Please rewrite the lines below as a numbered list, omitting any blank lines and the pictures.

┄┄┄┄┄┄┄┄┄┄

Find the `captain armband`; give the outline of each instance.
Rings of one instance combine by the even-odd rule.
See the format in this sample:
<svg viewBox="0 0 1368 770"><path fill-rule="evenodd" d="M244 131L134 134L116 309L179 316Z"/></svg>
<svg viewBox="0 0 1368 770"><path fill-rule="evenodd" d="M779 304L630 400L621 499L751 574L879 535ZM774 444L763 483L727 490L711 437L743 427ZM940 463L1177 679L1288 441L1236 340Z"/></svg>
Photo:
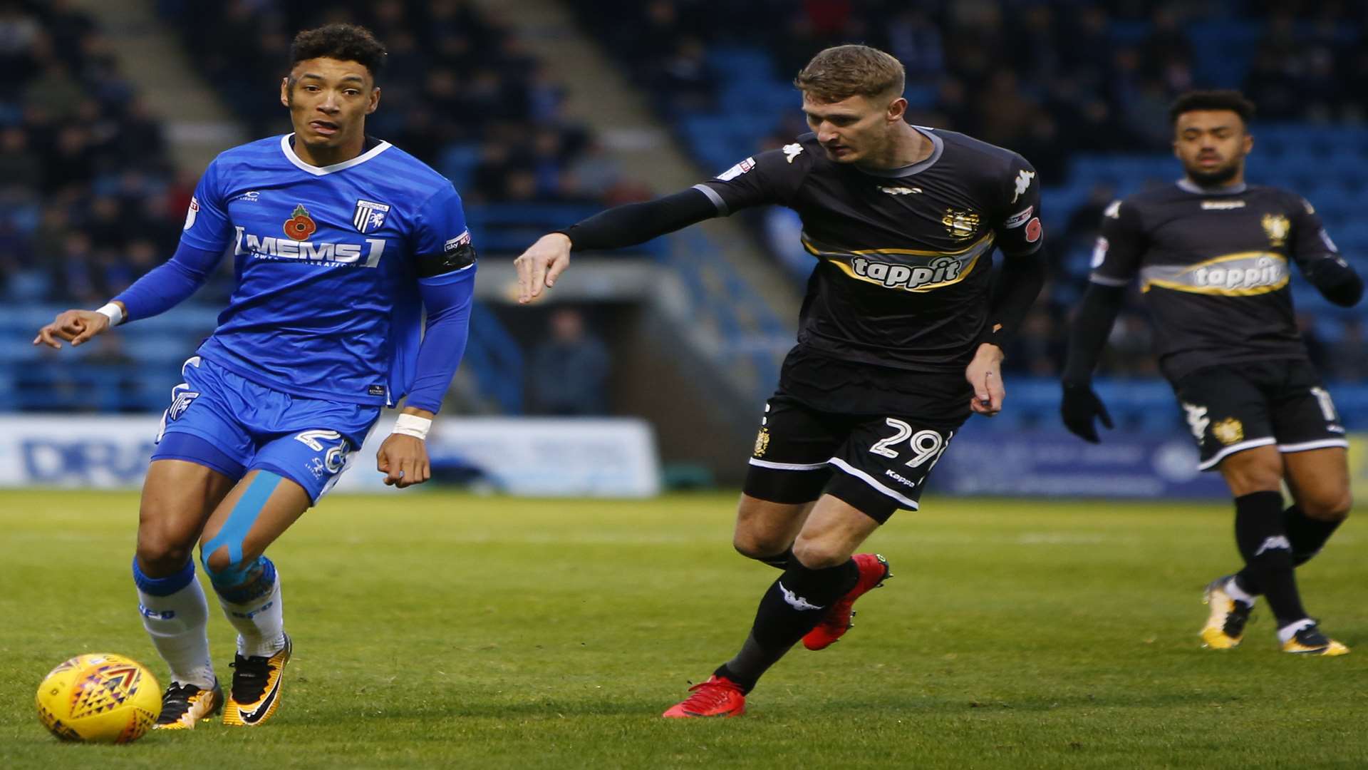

┄┄┄┄┄┄┄┄┄┄

__Solution__:
1. Find the `captain armband`; give the outline of each instance.
2. Rings of one instance combine by the even-odd rule.
3. See the format in this sample:
4. <svg viewBox="0 0 1368 770"><path fill-rule="evenodd" d="M244 131L134 134L116 309L179 316Z"/></svg>
5. <svg viewBox="0 0 1368 770"><path fill-rule="evenodd" d="M779 304L630 400L621 499L751 574L879 535ZM774 444L763 483L727 490L711 437L743 427ZM940 463L1177 679L1288 441L1236 340Z"/></svg>
6. Photo:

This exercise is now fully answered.